Records from a data source:
------------

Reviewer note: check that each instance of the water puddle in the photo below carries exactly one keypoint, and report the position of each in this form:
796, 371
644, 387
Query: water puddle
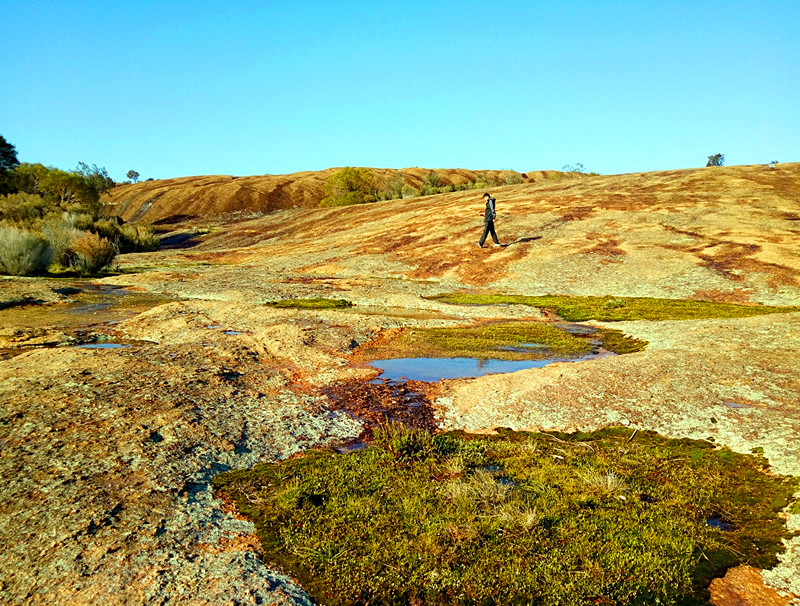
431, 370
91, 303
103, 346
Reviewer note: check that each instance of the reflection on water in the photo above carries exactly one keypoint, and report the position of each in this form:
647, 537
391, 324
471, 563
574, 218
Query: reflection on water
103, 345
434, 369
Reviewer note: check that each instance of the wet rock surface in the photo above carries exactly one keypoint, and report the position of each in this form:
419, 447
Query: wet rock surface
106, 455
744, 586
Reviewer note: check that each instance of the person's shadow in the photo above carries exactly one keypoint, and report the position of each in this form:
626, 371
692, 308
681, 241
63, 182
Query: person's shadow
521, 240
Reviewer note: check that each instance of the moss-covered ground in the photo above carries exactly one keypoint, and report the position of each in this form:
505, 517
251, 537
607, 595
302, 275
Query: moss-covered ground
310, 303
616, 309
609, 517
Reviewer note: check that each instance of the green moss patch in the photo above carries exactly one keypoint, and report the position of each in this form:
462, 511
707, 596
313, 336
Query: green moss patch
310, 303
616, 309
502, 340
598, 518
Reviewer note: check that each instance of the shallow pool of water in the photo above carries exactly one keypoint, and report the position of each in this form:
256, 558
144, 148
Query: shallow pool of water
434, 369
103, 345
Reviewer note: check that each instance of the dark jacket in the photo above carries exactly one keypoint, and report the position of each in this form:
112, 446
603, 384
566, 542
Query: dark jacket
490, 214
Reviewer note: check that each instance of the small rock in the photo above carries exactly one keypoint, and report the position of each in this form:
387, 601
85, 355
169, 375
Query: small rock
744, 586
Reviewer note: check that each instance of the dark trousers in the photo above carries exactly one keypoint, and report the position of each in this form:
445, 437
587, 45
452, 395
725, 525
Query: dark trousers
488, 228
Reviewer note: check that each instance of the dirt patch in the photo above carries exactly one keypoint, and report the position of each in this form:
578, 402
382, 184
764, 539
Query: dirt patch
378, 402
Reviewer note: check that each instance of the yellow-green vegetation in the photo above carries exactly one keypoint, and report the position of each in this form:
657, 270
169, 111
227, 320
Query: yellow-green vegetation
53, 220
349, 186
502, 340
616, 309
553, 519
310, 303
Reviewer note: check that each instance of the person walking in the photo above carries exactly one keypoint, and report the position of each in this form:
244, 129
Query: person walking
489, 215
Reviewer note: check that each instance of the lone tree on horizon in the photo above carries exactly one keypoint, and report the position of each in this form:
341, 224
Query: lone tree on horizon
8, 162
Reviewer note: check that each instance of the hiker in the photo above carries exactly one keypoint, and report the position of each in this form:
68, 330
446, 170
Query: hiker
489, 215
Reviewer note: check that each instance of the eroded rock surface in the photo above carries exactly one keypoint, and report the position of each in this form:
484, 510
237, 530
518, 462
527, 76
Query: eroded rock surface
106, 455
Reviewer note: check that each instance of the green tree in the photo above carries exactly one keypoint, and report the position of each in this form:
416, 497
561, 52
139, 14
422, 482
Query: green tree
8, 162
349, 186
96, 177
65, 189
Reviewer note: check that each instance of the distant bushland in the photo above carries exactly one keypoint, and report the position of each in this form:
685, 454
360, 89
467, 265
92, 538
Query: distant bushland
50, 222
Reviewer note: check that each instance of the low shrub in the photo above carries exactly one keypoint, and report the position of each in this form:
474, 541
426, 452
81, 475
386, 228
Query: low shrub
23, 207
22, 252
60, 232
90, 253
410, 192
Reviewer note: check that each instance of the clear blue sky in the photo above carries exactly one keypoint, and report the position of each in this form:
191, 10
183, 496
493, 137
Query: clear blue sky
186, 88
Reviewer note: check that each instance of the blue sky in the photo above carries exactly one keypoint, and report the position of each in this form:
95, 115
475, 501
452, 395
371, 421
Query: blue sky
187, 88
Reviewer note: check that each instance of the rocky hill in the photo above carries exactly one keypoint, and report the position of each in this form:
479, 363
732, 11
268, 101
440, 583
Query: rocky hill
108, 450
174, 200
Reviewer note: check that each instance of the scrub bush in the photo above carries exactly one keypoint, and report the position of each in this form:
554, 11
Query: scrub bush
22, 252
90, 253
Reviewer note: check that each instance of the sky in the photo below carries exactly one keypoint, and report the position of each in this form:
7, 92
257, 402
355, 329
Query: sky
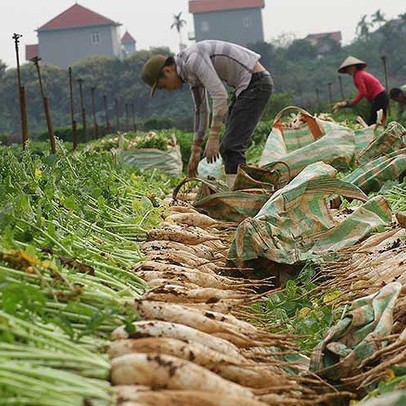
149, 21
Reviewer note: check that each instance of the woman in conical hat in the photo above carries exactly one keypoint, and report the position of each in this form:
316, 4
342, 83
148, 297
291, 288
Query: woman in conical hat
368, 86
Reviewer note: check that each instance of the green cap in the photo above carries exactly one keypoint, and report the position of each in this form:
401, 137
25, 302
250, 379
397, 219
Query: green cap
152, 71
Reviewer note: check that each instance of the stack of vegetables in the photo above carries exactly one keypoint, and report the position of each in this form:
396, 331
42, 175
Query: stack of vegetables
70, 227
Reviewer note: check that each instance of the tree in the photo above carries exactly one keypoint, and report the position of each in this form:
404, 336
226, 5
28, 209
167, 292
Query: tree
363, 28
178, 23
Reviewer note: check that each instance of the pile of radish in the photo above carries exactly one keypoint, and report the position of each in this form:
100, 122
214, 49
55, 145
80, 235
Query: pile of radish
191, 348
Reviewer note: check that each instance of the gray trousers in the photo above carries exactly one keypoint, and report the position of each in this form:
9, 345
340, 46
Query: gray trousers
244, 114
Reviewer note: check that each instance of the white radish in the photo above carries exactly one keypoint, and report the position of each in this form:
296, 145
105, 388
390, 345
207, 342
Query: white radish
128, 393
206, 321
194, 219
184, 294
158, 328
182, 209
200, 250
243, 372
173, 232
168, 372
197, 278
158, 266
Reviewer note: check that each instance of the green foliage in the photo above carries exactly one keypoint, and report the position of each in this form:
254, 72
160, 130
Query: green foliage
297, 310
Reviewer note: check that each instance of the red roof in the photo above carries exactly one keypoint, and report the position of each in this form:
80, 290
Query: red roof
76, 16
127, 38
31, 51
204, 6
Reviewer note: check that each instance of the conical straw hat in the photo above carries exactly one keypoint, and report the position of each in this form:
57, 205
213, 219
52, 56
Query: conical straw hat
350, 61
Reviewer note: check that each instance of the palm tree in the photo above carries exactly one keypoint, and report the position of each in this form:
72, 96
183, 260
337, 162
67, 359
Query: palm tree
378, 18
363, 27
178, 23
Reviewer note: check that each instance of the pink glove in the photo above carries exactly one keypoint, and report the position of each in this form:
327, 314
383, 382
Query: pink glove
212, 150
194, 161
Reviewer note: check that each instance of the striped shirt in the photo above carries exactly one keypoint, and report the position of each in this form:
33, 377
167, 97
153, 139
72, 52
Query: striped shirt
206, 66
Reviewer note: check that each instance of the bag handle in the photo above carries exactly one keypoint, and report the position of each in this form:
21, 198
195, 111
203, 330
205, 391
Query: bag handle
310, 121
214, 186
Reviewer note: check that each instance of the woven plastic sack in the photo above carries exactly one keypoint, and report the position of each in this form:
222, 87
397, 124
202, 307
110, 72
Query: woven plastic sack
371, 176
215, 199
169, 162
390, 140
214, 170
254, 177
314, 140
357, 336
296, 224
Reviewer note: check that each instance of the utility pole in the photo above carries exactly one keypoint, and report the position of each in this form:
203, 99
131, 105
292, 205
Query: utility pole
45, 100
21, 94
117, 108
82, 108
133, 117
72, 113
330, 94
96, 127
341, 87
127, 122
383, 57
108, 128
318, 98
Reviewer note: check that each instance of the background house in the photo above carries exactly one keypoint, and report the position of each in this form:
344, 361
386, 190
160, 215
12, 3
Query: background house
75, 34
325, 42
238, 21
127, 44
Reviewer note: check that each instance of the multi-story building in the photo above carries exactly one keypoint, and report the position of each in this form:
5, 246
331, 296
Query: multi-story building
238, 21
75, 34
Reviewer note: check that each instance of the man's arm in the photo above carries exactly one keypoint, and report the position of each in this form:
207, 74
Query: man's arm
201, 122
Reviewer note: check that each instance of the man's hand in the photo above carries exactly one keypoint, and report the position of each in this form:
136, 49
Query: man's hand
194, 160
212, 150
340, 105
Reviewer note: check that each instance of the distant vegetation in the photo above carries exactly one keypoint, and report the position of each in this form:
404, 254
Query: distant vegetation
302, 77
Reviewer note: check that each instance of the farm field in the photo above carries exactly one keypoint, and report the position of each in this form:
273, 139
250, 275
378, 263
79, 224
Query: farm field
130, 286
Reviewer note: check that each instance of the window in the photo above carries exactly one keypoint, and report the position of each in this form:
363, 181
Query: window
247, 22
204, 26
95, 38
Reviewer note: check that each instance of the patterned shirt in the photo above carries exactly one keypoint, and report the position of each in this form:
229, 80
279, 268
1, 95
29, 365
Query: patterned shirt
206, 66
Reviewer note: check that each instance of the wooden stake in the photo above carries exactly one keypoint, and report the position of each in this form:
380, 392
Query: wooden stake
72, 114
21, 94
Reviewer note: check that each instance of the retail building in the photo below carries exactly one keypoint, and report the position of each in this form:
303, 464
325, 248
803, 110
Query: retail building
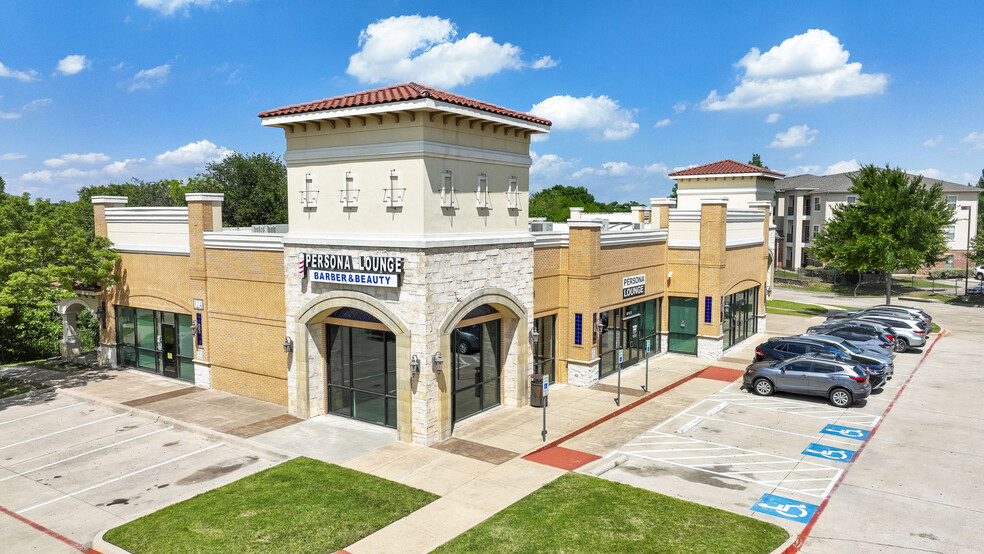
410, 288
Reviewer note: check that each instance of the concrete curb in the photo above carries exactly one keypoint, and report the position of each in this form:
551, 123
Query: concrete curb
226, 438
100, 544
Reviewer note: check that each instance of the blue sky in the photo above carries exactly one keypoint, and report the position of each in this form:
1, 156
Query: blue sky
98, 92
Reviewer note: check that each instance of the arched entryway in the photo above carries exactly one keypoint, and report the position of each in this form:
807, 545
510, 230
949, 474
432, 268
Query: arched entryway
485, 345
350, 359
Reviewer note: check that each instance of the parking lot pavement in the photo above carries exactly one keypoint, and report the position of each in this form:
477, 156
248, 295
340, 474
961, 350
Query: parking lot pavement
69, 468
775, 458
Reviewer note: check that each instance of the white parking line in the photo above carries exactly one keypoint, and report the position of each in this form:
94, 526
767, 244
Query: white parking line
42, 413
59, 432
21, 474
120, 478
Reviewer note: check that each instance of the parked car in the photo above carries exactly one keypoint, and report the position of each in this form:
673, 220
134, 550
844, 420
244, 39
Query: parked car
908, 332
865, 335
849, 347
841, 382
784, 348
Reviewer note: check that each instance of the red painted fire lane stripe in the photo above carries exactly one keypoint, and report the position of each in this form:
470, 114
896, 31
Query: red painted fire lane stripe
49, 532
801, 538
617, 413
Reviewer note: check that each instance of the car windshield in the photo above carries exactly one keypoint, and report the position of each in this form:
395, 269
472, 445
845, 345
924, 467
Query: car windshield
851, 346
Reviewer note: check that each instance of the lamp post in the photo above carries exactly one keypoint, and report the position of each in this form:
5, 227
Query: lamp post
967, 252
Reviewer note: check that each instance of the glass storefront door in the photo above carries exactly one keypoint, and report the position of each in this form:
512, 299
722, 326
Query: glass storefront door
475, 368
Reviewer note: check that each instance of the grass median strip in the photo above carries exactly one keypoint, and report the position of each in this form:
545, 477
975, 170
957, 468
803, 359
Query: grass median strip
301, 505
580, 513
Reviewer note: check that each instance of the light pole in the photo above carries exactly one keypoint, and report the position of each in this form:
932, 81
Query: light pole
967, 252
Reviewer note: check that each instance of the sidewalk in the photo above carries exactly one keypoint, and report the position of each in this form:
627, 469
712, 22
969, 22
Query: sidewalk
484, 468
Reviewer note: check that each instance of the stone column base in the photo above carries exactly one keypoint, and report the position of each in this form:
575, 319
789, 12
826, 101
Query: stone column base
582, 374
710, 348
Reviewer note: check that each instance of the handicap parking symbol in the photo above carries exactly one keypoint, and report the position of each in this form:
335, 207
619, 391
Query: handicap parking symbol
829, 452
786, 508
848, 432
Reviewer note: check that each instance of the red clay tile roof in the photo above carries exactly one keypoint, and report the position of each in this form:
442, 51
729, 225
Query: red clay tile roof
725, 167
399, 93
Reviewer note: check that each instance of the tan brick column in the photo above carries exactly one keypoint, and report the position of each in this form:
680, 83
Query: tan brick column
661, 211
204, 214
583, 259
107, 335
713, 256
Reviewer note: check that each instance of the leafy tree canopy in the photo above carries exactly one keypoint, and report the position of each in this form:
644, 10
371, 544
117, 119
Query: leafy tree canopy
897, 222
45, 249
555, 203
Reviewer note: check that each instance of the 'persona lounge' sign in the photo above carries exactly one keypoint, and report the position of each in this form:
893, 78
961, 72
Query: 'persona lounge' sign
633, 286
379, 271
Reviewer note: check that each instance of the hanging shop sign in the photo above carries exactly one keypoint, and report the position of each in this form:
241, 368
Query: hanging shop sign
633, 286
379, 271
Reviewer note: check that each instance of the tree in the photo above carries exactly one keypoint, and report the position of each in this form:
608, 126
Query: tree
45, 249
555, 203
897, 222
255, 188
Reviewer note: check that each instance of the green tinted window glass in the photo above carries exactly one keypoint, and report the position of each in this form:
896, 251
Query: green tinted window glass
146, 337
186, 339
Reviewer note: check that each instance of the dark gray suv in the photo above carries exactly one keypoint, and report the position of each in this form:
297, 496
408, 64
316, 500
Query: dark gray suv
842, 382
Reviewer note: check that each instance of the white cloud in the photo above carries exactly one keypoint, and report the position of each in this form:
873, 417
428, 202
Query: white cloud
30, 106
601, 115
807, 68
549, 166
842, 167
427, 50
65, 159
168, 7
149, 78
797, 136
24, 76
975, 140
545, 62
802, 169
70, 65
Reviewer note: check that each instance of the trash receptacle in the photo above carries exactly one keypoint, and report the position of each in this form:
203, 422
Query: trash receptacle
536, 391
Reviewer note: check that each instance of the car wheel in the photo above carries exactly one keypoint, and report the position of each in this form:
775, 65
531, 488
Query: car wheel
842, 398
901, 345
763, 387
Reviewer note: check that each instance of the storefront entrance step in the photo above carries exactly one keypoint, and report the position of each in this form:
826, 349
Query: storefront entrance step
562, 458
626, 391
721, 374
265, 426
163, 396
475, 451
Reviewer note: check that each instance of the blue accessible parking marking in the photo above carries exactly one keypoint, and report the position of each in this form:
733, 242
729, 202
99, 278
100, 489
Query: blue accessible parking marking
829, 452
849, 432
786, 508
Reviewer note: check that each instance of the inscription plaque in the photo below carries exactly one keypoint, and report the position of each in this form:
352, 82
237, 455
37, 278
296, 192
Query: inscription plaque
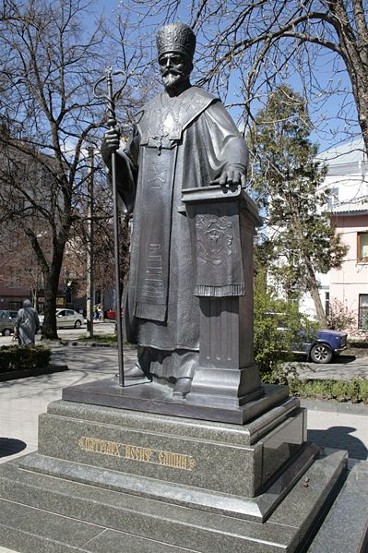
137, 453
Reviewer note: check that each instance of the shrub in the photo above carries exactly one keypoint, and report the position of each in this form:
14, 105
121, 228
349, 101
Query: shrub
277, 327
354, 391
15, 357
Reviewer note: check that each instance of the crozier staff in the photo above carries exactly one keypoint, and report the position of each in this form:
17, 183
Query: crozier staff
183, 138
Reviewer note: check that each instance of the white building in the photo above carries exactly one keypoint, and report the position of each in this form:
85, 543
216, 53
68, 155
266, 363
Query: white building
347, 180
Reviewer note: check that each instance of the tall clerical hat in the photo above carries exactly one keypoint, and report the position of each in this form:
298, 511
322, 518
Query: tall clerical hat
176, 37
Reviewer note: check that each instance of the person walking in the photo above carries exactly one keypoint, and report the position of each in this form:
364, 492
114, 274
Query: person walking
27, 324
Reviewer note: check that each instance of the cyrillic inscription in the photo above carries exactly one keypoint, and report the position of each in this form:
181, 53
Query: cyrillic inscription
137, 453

------------

Whenever a line in the records contains the word "below", copy that line.

Reviewer note: check that each instance of the water puddle in the photo below carries exactly one keypoint, and report the position of each in this form:
Reviewer note: check that each instance of the sky in the photo below carries exactly one keypoint, and report the position of each in this form:
Reviewer note: check that each instance of the retail building in the photo below carries exactly one keypoint, and report the position of each in this form:
Reviewer note: check that each instance of the inscription plaque in the photo below carries exactly one keypoint, and report the position of each in this form:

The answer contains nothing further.